Records from a dataset:
—————
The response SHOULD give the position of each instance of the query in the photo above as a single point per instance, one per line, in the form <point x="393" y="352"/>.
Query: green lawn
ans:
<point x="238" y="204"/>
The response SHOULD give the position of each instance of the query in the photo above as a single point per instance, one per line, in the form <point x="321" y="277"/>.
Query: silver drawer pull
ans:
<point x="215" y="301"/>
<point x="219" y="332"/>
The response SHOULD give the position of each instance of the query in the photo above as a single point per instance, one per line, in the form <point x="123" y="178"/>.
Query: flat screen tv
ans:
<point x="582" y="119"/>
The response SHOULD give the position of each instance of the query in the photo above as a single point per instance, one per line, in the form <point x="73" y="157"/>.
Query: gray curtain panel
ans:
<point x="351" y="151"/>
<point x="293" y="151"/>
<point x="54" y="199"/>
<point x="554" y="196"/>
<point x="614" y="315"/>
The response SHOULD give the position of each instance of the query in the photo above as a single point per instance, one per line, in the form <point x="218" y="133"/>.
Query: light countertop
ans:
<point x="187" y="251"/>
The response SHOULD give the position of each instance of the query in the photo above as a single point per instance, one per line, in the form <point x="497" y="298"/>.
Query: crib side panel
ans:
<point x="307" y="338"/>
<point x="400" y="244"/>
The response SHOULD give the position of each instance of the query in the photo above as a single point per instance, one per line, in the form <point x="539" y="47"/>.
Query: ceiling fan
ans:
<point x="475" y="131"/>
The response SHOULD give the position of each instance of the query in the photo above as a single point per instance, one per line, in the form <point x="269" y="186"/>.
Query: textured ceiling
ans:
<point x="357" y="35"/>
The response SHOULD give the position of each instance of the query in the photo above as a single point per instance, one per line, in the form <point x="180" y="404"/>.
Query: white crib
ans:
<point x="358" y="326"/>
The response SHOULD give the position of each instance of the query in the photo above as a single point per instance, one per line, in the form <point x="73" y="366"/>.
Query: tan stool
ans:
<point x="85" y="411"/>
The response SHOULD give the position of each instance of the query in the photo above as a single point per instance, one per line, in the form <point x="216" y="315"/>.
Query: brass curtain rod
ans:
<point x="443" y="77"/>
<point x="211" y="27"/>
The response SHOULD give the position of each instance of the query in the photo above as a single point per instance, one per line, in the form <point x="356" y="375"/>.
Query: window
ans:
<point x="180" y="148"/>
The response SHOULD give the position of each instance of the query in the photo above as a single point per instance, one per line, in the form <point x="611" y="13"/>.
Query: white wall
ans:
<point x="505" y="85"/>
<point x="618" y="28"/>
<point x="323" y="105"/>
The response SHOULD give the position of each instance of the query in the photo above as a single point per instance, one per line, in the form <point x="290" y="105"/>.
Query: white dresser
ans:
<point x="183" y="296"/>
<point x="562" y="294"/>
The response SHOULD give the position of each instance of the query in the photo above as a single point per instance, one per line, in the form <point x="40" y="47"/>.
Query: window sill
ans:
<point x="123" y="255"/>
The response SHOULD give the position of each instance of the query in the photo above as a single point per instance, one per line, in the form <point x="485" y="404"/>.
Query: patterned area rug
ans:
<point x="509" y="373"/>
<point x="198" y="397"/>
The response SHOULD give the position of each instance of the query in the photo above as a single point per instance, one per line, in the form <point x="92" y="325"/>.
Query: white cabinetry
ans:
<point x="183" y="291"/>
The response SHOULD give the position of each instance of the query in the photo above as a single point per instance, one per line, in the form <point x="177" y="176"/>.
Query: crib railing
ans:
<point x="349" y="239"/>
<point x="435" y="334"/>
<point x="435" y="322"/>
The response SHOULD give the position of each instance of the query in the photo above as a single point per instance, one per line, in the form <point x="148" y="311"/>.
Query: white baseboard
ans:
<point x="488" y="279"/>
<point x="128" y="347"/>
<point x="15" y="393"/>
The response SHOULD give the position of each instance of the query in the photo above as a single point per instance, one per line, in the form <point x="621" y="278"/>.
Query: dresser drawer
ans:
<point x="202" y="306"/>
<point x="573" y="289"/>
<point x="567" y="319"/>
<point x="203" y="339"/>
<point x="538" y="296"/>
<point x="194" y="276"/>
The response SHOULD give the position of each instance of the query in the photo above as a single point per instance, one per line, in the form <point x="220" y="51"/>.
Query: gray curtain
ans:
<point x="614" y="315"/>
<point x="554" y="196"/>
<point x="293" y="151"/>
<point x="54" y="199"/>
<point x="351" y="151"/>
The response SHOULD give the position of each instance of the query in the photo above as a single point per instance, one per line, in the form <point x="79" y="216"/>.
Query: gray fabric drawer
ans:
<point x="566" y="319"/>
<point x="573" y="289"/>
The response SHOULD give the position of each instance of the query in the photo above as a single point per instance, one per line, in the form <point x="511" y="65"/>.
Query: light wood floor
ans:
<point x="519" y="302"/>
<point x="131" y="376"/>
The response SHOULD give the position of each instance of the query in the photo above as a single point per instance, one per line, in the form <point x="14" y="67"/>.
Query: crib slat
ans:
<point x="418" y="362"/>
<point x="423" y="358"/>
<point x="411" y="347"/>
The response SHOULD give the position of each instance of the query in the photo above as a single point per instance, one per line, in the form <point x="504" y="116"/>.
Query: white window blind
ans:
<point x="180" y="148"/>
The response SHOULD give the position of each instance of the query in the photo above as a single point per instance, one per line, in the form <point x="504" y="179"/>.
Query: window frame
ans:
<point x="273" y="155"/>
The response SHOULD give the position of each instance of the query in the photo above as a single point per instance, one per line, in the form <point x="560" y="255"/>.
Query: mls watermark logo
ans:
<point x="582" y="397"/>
—————
YOUR INSTRUCTIONS: Copy all of the material word for word.

SOLVED PROBLEM:
The response SHOULD give the position of each instance of the query in the photo above as a single point per instance, one per line, in the form <point x="393" y="352"/>.
Query: green lawn
ans:
<point x="238" y="204"/>
The response SHOULD give the position of each instance of the query in the photo above as a single point per instance, one per line, in the form <point x="321" y="277"/>.
Query: silver drawer pull
ans:
<point x="215" y="301"/>
<point x="219" y="332"/>
The response SHOULD give the position of each instance of the query in the photo above as a single point per instance, one per line, in the form <point x="123" y="178"/>.
Query: flat screen tv
ans:
<point x="582" y="119"/>
The response SHOULD give the position of each instance of the query in the photo above as a single point per instance, one per line, in the form <point x="73" y="157"/>.
Query: gray curtain panel
ans:
<point x="351" y="151"/>
<point x="293" y="151"/>
<point x="54" y="199"/>
<point x="554" y="196"/>
<point x="614" y="315"/>
The response SHOULD give the position of each instance of the query in the photo above as a single point per instance, one per line, in the form <point x="218" y="133"/>.
Query: light countertop
ans:
<point x="187" y="251"/>
The response SHOULD give the position of each instance of the query in the photo above as a single point per instance, one per line, in the form <point x="497" y="298"/>.
Query: crib side panel
ans:
<point x="307" y="338"/>
<point x="400" y="244"/>
The response SHOULD give the position of each instance of the query in the photo above as a single point per instance, one per line, in the form <point x="539" y="47"/>.
Query: ceiling fan
ans:
<point x="475" y="131"/>
The response SHOULD give the position of each instance of the query in the photo above as a single point per instance, one per line, in the form <point x="269" y="186"/>.
Query: textured ceiling
ans:
<point x="357" y="35"/>
The response SHOULD give the position of each instance of the query in the photo above as a single point per instance, one per line, in the form <point x="180" y="404"/>.
Query: white crib
ans:
<point x="358" y="326"/>
The response SHOULD give the position of each instance of the query in the photo above as a single point per instance, one per line, in the form <point x="73" y="366"/>.
Query: tan stool
ans:
<point x="85" y="411"/>
The response SHOULD give the position of each instance of the query in the photo above as a single point per instance, one per line, in the form <point x="216" y="315"/>.
Query: brass curtain rod
ans:
<point x="443" y="77"/>
<point x="211" y="27"/>
The response SHOULD give the position of each instance of the query in the photo above as a single point per instance, one per line, in the form <point x="356" y="375"/>.
Query: window
ans:
<point x="180" y="148"/>
The response SHOULD give the position of each instance of the query in the photo above as a single point per instance, one per line, in the form <point x="611" y="13"/>.
Query: white wall
ans:
<point x="505" y="85"/>
<point x="618" y="28"/>
<point x="323" y="105"/>
The response SHOULD give the position of each instance of the query in the photo above as a single point per instance, one per line, in the form <point x="290" y="105"/>.
Query: white dresser
ans:
<point x="183" y="296"/>
<point x="562" y="294"/>
The response SHOULD give the position of each instance of the query in the photo above as a single point per instance, one per line, in the form <point x="40" y="47"/>.
Query: window sill
ans:
<point x="123" y="255"/>
The response SHOULD give the position of each instance of the query in the photo above as a single point per instance, one per line, in the form <point x="485" y="404"/>.
Query: patterned area rug
ans:
<point x="509" y="373"/>
<point x="198" y="397"/>
The response SHOULD give the position of each instance of the query in the photo above as a single point per instance, one per line, in the form <point x="92" y="325"/>.
Query: white cabinetry
ans:
<point x="183" y="291"/>
The response SHOULD give the position of each instance of the query in the photo above as a single point per instance, one per line, in the form <point x="177" y="176"/>.
Query: crib railing
ans:
<point x="349" y="239"/>
<point x="435" y="334"/>
<point x="435" y="322"/>
The response SHOULD give the position of each instance of the query in the photo above as a single point per instance, one per line, in the form <point x="148" y="311"/>.
Query: white baseboard
ans:
<point x="488" y="279"/>
<point x="128" y="347"/>
<point x="15" y="393"/>
The response SHOULD give the position of each instance of the query in the photo above as a single point per instance, one per line, in the form <point x="621" y="278"/>.
Query: dresser drawer
ans:
<point x="202" y="306"/>
<point x="573" y="289"/>
<point x="567" y="319"/>
<point x="203" y="339"/>
<point x="538" y="296"/>
<point x="194" y="276"/>
The response SHOULD give the position of each instance of the query in the photo above as a single point per instance, one per line, in the form <point x="220" y="51"/>.
Query: gray curtain
ans:
<point x="614" y="315"/>
<point x="554" y="196"/>
<point x="293" y="151"/>
<point x="54" y="199"/>
<point x="351" y="151"/>
The response SHOULD give the position of each instance of the query in the photo above as a single point per instance, one per line, in the form <point x="79" y="216"/>.
Query: gray fabric drawer
ans:
<point x="566" y="319"/>
<point x="573" y="289"/>
The response SHOULD give the position of each instance of the query in the photo above as a single point per instance, one per line, in the form <point x="511" y="65"/>.
Query: light wood floor
ans:
<point x="519" y="302"/>
<point x="131" y="376"/>
The response SHOULD give the position of each instance of the query in the photo above as a single point per instance, one per line, in the form <point x="14" y="67"/>.
Query: crib slat
ans:
<point x="418" y="362"/>
<point x="423" y="358"/>
<point x="411" y="347"/>
The response SHOULD give the position of each instance of the query in the photo above as a single point per instance, one per line, in the form <point x="504" y="116"/>.
Query: white window blind
ans:
<point x="180" y="148"/>
The response SHOULD give the position of each instance of the query in the photo above as a single point per instance, one per line, in the form <point x="504" y="179"/>.
Query: window frame
ans:
<point x="273" y="155"/>
The response SHOULD give the position of each instance of the query in the photo above as a single point per instance, one per line, in the form <point x="560" y="255"/>.
Query: mls watermark logo
ans:
<point x="582" y="397"/>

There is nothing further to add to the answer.